**Extract**
The Showdown: Leading a Contentious Meeting
You know those meetings that have your stomach turning the moment your alarm goes off the day of? Well, there's a formula for them, and it's your best chance at success.
We all have them.
Meetings that are teed up to be a showdown.
Maybe it's an angry customer. Maybe it's a team member with significant grievances. Maybe it's a family member that's quite upset with something you've said or done. (Or maybe they think you've said or done…)
Regardless, it's part of life, especially for business leaders.
Good news: there's a formula that gives these meetings the best chance of being productive and not just combative.
Here it is:
Step 1: Set the Tone
At the start of the meeting, make it clear the meeting is about solutions.
"We're here to chart a path forward, so let's focus on that as soon as possible."
Then, discover and affirm how the aggrieved party is feeling.
"It appears you're feeling 'X' about this. Is that the case?"
Now, show empathy.
"I know what it's like to feel 'X.' In fact, I felt that way myself when…"
This not only demonstrates your understanding of their issues but also creates a connection via shared emotional experiences.
Lastly, describe what will happen next in the meeting.
"I'd love to take a moment and assess this issue, then learn what you would consider a successful outcome. Then, I'd like to list our path forward and make sure we all know what we need to do next. Sound good?"
Step 2: Assess the Issue
Calmly ask the aggrieved party for a moment to assess the situation, if applicable.
For example, you're on a job site, and the customer is unsatisfied with the countertops.
Ask the customer for a moment to look at the countertops in detail. No talking. No complaining. Simply quiet observation.
Or maybe the grievance is over a contract, a text, an email, etc. Calmly ask to review the item, even if you don't need to or have already seen it.
This quiet moment brings down the collective blood pressure in the room. Even 60 seconds of silence does wonders to reduce anxiety and help all parties focus.
Step 3: Define a Successful Result
Now, ask the aggrieved party to describe what they want to see or want to happen.
Often, I'll find they have a hard time doing this. Sometimes, it's because the grievance is not genuine. Sometimes, it's because they don't know if what they're asking for is possible. Sometimes, they know immediately and can explain it well!

**Given task 1**
In the article on leading a contentious meeting, how much silence does it say does wonders to reduce anxiety?
**Given task 2**
Extend the article on leading a contentious meeting, picking up right after its last sentence.
The items after this point are separate material.

(Raw records)
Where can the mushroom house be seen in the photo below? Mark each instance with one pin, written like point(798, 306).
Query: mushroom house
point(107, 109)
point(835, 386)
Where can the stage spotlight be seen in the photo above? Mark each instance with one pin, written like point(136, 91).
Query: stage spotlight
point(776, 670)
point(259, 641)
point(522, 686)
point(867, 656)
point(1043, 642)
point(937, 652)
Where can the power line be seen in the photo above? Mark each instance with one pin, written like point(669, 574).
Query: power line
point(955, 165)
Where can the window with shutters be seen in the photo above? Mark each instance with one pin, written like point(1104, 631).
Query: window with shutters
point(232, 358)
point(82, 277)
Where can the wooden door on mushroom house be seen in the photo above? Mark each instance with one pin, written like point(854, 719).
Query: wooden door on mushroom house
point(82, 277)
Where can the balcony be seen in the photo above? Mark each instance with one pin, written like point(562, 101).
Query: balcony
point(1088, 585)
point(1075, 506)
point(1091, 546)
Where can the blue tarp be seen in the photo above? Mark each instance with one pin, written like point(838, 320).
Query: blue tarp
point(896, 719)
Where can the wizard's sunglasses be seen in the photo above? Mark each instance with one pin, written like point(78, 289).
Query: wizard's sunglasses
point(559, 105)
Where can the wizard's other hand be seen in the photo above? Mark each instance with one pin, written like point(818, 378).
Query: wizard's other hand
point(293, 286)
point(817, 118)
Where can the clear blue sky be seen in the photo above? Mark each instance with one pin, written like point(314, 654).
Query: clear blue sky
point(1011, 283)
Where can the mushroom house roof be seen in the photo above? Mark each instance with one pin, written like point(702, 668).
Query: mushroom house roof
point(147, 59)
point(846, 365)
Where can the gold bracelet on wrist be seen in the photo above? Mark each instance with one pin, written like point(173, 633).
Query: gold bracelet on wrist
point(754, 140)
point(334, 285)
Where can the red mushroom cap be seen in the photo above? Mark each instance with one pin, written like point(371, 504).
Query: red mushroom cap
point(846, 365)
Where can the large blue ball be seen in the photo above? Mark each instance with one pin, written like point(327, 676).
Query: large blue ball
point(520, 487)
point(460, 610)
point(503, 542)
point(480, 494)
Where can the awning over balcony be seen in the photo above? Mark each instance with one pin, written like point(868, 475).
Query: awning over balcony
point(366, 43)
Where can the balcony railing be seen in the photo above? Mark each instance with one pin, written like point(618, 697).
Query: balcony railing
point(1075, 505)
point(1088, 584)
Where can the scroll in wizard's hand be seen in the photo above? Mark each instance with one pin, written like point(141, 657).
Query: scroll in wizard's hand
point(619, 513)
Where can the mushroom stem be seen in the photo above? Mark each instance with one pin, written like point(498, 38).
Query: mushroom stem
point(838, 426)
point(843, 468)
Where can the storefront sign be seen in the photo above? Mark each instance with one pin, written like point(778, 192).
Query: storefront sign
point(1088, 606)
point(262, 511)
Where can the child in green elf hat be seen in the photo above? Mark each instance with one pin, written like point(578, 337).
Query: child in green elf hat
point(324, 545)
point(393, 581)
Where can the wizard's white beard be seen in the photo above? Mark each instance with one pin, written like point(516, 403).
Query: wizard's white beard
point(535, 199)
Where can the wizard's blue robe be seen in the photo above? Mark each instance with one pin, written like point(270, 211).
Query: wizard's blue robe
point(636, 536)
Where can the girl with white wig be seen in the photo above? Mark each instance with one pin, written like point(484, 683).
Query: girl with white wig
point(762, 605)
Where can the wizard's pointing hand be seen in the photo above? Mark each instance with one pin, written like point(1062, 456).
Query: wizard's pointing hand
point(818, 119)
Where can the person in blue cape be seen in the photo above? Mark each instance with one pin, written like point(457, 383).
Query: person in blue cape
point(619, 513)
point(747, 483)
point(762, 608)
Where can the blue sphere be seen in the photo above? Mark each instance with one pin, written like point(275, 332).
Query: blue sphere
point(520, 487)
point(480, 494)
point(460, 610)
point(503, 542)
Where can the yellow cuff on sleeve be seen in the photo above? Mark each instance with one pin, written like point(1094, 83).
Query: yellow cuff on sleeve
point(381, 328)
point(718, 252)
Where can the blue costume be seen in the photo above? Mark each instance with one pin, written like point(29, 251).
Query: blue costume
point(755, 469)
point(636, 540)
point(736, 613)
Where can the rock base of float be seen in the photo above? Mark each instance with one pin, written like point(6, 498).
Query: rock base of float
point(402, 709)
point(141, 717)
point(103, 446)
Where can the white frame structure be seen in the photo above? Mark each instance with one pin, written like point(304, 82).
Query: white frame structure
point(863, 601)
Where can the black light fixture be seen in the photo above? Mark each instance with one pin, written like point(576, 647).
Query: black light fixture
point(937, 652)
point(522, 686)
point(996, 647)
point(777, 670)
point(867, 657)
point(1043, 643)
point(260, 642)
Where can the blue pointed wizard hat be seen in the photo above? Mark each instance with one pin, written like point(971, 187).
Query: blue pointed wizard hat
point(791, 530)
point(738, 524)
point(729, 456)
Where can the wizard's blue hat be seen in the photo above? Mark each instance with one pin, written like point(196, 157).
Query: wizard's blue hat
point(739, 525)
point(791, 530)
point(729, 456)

**Written answer 1**
Even 60 seconds of silence.

**Written answer 2**
No matter what, this forces the aggrieved party to think hard about their issue.
Often, this causes them to realize they're being ridiculous or that their "list of issues" is actually just one or two things that need to be addressed.
As the aggrieved party is talking, take notes and dictate the notes out loud.
"OK, so you don't like the window sill here. And you want it to look more 'modern.' Is that correct?"
Get to the point where you have a clear definition of what would completely and thoroughly resolve the situation.
Step 4: Define Next Steps
Make a list of what actions must be taken.
Do not assign the actions. Do not discuss the financial implications of the actions. Do not do anything other than list the actions.
You want to do this because if you mix in assignments, money, etc., it hinders the brain's ability to solve the problem creatively. It introduces too many variables. Keep it simple.
Step 5: Assign, Recap & Debate (If needed)
Now, go through each action item and assign them.
Then, recap the successful result, the actions needed, and who is doing each task.
It's at this point that debate should occur. For example, if one of the action items will lead to additional cost or liability, let the debate proceed.
Why?
Because if you lead with fault, cost, financial responsibility, liability, etc., it's challenging to define success. Also, if you have that debate too early, without all the information being discussed, it's easy for all parties to jump to the wrong conclusion.
No Guarantee, But Increases the Odds
Does the process above guarantee everyone is leaving the meeting happy? No!
It doesn't even guarantee the meeting will end with a resolution.
But I assure you this process will dramatically increase the odds of a successful resolution. And that's all you can hope for!
I’d love it if a few more folks read this newsletter. Might you consider forwarding it to someone you think might benefit from it?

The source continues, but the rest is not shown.